Task directions>
Print the data that follows without changing a single word.

Task data>
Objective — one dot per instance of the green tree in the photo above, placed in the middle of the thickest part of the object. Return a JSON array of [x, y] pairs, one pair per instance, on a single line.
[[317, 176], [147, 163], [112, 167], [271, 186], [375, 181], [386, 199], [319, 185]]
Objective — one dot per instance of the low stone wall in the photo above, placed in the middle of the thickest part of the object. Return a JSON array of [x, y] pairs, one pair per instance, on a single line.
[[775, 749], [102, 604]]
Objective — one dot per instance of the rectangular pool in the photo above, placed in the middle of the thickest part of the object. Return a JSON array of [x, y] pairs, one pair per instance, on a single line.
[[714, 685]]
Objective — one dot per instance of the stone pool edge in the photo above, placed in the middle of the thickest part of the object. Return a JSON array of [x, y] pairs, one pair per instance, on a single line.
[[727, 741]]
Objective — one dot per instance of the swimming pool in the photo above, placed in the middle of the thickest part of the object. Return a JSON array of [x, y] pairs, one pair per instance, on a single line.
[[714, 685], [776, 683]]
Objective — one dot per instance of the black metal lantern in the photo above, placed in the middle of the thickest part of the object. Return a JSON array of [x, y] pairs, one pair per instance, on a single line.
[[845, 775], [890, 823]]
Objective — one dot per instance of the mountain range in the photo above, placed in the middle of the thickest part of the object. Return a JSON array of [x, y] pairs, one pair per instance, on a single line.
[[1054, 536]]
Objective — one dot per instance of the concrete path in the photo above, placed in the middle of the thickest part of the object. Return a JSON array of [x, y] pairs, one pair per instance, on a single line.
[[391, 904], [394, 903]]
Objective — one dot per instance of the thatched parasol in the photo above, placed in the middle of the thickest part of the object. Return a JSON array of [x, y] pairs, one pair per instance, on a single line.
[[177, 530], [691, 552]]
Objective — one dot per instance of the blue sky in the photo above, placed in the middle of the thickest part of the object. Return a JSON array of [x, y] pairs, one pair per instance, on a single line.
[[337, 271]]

Solution to this problem>
Objective — one dot per instance of the green tree in the photo above, placed in the middle of the thickest part of the object. Return a JSON array of [x, y] pairs, one pair per instance, on a single line.
[[317, 176], [147, 163], [112, 167], [271, 186], [375, 181], [386, 199], [319, 185]]
Objective — one dot per instance of the low stone wall in the photo above, placed in the middle of the thickest part of the object. Return a JSON array of [x, y] pairs, one pair per instance, on a single line.
[[775, 749], [102, 604]]
Objective — one dot per instance of the rectangular pool in the photo above, placed in the middle of the thickest part of the object. Return a JSON array of [x, y] pairs, one pair per instance, on a single line.
[[714, 685]]
Objective — one dot per instance of the stone pool edge in the photo above, placed in the middle of the thickest part of the object. Return a JSON array of [x, y] pairs, one pair per instance, on a single line.
[[727, 741]]
Objective — one dot per instance of the swimming pool in the photo above, placed in the middle of the thickest part of the object. Return a JSON array of [x, y] pairs, one pair per instance, on a single line.
[[714, 685], [776, 683]]
Objective — one dot per instance of the black metal lantern in the photo above, placed in the middle of the thickest part of the object. Return a JSON array of [x, y] pairs, one pair per instance, on a single line.
[[845, 775], [890, 823]]
Objective — one dot per instance of the mountain range in the photo above, placed in the middle of the thickest part of the object. Return a JSON array of [x, y] pairs, one pair per instance, on a single line.
[[1054, 536]]
Objective — one dot per instance of the concrete path in the photo above, placed in the middle of the thickest part of the object. Return a JSON array of [x, y] pairs, one pair per instance, on a single line.
[[391, 904], [394, 903]]
Objective — one dot per instance of the thatched parasol in the photo above, placed in the middle of the thickest part of the object. Return a JSON array of [x, y] pairs, one pair per instance, on a single line.
[[177, 530], [691, 552]]
Objective — one dot per instance of the blue sky in the photo above, placed in the middle of the thickest part of the object. Return a JSON array of [x, y] pairs, one pair per instance, on a single line.
[[337, 271]]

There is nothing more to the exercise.